(Source passage)

Financial Economics: A Wake-up Call
Commentary Newsletter / April 2007
In 1998 The Actuarial Foundation published a 669-page textbook, Financial Economics with Applications to Investments, Insurance and Pensions that its editor described as suitable for a two-semester course at the early graduate school level. The title page with the imprimatur of The Actuarial Foundation included the words Preparing for tomorrow’s possibilities. That tomorrow may perhaps now have arrived, some nine years later, with the publication of Pension Actuary’s Guide to Financial Economics prepared by the Joint American Academy of Actuaries and Society of Actuaries Task Force on Financial Economics and the Actuarial Model.
The 1998 text was motivated by the explosive growth of financial economics over the preceding half-century. Its foreword stated: “It is clear that actuaries need to enhance their education about these new ideas if the profession is to keep its eminent position in planning and managing financial security systems.” The hope was expressed that the book would enable actuaries to “send a powerful communication that they have the intellectual tools to solve modern financial security problems.” The book comprised eleven chapters written by a ten-member team of distinguished academic authors from three continents, four nations, and eight universities. The authors succeeded in presenting the principal ideas underlying financial economics, including: financial markets; derivative securities; interest rate risk and immunization; equilibrium pricing; no-arbitrage pricing theory; options and derivatives; term structure models; portfolio selection; investment return models; and option pricing in continuous time. The book was immediately recognized as a significant contribution to the actuarial literature by a small number of actuaries, mainly in the academic community, and those PhD actuaries engaged in pension, insurance and social security work, but was not widely acknowledged, fully-appreciated, or perhaps, understood, by many practitioners who did not immediately recognize the significance of financial economics or what its implications would be for traditional actuarial models and practices. The intervening years since 1998 have seen a gradual acceptance and appreciation of financial economics by an increasing number of actuaries as its new concepts and terminology have become more widely incorporated into the actuarial practitioner’s toolkit and vocabulary. The terminology of option pricing, the Black-Scholes model, interest rate swaps, securitization, equilibrium pricing, no-arbitrage pricing, derivative valuation, lattice models, dynamic hedging, yield curves, capital-asset pricing model, autocorrelation, Brownian motion, martingales, etcetera are all now relatively commonplace for today’s well-informed practicing actuary, whereas a decade ago these terms we re generally regarded as mysterious, and even with suspicion or as irrelevant to actuarial practice.

(End Source passage)

Work instruction
Write out, word for word, the part of the financial economics commentary that opens with the words containing "Financial Economics: A" and closes with "the Actuarial Model.". None of the rows that come next are needed here.

(Supplied material)

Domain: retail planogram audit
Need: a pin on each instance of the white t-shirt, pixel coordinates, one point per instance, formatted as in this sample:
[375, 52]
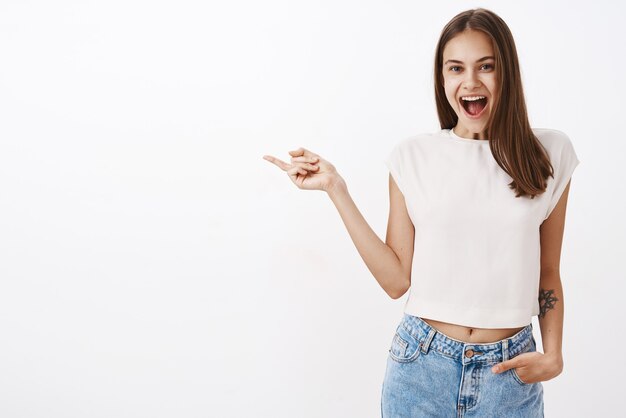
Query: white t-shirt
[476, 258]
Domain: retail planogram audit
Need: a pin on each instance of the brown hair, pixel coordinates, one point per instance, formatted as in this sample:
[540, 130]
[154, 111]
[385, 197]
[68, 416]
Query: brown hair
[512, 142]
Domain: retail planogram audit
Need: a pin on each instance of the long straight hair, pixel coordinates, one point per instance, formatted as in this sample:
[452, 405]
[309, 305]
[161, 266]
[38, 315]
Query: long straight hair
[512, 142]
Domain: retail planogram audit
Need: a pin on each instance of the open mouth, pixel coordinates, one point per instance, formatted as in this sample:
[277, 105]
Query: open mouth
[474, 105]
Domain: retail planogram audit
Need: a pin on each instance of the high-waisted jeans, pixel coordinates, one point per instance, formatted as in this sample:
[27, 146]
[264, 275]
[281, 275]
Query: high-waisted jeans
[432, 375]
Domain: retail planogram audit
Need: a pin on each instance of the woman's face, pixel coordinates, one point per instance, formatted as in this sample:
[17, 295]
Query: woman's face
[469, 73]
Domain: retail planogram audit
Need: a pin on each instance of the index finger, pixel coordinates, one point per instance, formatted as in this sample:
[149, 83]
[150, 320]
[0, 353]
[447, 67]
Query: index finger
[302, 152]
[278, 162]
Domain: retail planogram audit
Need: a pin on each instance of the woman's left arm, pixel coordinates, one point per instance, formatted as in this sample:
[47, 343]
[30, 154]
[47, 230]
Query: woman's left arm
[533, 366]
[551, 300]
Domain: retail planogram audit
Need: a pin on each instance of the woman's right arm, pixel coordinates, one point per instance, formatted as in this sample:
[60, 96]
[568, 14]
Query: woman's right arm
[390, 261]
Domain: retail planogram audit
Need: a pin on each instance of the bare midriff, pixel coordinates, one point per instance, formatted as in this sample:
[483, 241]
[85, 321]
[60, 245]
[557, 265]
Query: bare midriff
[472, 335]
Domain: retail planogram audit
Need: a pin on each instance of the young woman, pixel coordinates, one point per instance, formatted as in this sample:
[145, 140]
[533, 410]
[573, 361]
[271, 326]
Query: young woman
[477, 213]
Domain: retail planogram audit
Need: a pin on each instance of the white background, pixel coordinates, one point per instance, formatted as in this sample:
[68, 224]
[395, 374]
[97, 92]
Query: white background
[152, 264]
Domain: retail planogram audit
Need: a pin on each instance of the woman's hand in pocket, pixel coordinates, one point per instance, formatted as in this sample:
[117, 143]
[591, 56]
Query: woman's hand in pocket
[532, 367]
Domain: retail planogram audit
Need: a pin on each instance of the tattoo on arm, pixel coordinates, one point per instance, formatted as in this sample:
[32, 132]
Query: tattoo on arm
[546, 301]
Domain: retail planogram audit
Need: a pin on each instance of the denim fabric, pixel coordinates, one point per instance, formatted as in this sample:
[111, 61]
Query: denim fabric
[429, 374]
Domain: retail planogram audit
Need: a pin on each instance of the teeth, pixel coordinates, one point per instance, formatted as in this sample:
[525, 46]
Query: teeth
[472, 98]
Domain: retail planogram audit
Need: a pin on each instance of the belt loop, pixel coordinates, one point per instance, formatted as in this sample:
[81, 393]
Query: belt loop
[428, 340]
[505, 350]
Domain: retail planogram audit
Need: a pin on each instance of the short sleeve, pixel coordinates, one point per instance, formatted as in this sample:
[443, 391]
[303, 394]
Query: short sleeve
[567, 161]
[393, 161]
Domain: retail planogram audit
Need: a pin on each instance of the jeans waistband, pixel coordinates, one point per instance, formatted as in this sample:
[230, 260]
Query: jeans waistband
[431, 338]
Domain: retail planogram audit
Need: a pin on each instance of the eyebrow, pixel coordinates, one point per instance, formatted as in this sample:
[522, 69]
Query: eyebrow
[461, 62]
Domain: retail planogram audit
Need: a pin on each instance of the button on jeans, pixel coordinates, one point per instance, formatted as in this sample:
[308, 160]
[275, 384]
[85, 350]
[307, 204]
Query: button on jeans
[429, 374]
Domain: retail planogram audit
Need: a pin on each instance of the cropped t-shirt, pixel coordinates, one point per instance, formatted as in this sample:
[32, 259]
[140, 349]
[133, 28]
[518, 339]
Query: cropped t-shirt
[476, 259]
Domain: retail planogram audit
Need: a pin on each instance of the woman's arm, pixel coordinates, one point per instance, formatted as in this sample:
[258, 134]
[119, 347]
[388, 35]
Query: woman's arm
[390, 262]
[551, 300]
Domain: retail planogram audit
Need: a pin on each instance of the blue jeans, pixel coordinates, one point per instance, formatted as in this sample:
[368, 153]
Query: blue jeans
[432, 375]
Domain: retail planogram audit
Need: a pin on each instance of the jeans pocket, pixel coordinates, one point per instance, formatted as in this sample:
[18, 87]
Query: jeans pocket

(End Supplied material)
(Supplied material)

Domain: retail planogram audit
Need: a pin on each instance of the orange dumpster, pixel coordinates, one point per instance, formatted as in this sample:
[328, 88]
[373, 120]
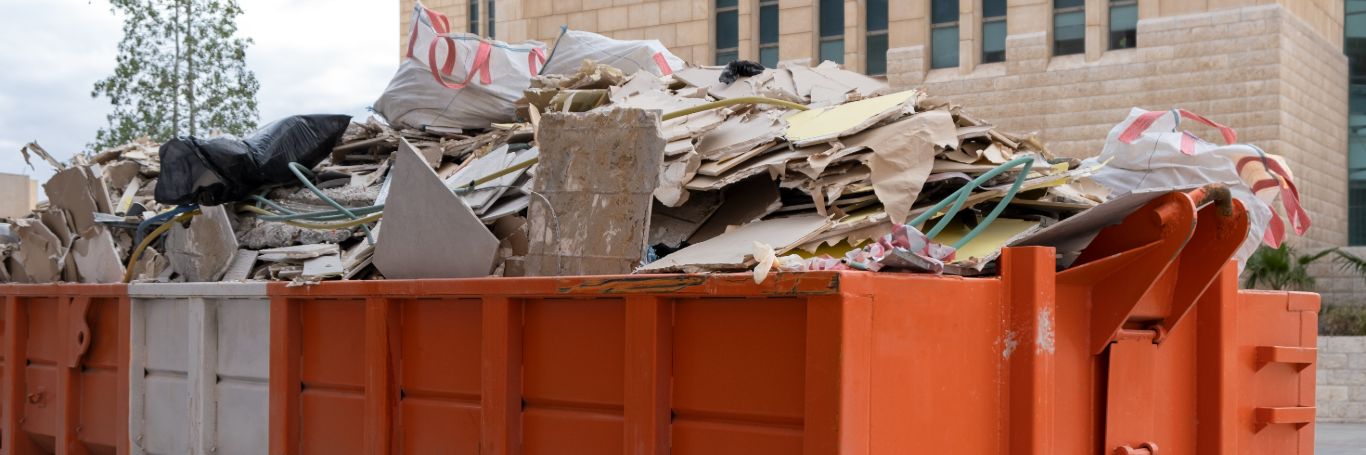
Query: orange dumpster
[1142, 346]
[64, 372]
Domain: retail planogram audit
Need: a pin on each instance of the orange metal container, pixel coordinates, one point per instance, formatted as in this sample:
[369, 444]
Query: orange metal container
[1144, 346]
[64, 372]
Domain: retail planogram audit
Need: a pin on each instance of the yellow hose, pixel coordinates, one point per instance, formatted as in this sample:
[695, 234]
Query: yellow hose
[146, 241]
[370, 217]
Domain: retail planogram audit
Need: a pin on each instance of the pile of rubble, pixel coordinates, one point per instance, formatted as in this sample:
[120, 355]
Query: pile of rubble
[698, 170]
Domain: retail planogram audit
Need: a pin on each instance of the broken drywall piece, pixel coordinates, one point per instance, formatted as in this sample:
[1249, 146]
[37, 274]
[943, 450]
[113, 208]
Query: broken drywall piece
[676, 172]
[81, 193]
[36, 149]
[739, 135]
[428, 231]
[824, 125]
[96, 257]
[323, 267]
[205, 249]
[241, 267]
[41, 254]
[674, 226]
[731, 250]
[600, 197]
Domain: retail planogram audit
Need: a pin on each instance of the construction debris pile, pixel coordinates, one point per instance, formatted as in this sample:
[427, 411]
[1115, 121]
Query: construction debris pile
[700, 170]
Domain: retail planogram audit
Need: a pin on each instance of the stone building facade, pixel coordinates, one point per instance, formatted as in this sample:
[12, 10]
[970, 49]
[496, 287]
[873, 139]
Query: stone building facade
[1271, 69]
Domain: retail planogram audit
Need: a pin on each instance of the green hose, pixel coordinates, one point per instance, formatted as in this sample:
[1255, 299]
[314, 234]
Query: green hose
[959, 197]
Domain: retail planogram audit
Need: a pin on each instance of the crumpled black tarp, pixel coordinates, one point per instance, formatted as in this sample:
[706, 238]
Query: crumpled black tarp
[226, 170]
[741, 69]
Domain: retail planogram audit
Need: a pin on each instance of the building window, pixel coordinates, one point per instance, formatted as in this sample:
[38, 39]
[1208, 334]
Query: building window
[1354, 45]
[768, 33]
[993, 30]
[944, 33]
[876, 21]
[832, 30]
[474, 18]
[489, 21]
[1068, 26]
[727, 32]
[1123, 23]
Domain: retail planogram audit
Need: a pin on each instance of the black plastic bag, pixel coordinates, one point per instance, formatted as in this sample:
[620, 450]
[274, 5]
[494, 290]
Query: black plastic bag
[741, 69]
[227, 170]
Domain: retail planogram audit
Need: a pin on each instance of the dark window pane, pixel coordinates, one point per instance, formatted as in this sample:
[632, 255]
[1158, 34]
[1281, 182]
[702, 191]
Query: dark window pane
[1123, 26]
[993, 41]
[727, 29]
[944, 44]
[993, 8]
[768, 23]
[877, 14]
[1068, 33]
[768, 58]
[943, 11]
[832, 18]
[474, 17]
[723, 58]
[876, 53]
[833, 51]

(End Supplied material)
(Supplied material)

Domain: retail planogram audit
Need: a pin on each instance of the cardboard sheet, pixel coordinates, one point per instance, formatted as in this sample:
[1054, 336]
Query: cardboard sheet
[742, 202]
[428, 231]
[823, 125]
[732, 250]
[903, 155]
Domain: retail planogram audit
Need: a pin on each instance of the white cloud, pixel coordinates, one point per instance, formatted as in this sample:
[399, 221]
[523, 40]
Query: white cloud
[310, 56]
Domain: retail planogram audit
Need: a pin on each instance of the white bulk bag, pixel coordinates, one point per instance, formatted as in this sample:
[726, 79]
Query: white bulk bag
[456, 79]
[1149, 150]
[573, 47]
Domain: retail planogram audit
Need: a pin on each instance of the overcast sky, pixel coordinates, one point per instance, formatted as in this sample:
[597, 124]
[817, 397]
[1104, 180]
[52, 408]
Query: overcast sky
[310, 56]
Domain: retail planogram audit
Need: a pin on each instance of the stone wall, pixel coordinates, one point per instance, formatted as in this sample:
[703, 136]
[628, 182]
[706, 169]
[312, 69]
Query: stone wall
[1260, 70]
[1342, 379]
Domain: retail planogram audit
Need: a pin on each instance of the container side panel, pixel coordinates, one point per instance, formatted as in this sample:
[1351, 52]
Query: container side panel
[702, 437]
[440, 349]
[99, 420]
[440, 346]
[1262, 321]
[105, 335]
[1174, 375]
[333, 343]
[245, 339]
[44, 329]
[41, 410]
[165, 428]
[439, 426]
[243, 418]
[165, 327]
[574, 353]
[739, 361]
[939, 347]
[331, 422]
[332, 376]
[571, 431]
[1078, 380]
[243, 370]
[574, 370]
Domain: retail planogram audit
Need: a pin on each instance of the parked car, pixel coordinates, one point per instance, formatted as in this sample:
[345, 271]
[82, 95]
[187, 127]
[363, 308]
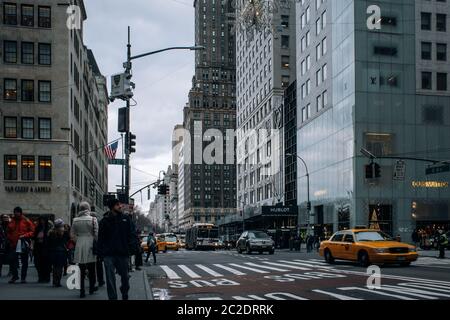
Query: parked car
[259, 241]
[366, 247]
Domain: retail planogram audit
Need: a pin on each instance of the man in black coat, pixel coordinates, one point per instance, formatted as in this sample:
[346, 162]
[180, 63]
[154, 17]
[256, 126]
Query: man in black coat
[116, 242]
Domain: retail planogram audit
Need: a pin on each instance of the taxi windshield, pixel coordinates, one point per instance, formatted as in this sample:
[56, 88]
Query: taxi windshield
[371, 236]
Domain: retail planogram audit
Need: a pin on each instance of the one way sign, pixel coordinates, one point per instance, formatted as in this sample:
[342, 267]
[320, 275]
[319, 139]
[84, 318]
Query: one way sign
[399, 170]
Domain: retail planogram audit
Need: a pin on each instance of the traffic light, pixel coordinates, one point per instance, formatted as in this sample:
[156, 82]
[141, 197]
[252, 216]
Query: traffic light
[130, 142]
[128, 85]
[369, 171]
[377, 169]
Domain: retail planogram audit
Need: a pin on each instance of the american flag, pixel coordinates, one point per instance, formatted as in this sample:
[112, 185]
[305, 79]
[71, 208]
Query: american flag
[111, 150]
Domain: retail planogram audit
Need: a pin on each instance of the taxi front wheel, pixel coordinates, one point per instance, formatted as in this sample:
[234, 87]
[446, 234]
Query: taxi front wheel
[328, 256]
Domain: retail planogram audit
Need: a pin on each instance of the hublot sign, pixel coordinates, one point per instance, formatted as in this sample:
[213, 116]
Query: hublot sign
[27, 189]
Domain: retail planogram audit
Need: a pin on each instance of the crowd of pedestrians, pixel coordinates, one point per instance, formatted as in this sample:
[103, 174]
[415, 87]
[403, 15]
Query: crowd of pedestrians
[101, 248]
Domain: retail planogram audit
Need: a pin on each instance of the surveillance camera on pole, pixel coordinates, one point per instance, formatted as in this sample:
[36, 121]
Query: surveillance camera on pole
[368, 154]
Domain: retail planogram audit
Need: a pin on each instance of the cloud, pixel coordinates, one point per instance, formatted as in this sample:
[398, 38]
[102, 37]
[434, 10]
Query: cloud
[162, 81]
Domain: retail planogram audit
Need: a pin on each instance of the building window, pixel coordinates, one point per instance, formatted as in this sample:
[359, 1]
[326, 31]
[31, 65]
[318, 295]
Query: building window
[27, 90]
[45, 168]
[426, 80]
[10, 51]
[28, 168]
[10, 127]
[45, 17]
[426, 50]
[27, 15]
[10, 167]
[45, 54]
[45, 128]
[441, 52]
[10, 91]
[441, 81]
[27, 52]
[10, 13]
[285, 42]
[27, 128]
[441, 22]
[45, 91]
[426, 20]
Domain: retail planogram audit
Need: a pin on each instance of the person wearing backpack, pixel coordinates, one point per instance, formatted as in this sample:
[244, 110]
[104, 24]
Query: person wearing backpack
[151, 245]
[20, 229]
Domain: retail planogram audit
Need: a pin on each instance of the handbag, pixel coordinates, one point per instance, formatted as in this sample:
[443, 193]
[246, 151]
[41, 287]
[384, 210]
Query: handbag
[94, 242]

(End Supplied material)

Result below
Financial Economics: A Wake-up Call
Commentary Newsletter / April 2007
In 1998 The Actuarial Foundation published a 669-page textbook, Financial Economics with Applications to Investments, Insurance and Pensions that its editor described as suitable for a two-semester course at the early graduate school level. The title page with the imprimatur of The Actuarial Foundation included the words Preparing for tomorrow’s possibilities. That tomorrow may perhaps now have arrived, some nine years later, with the publication of Pension Actuary’s Guide to Financial Economics prepared by the Joint American Academy of Actuaries and Society of Actuaries Task Force on Financial Economics and the Actuarial Model.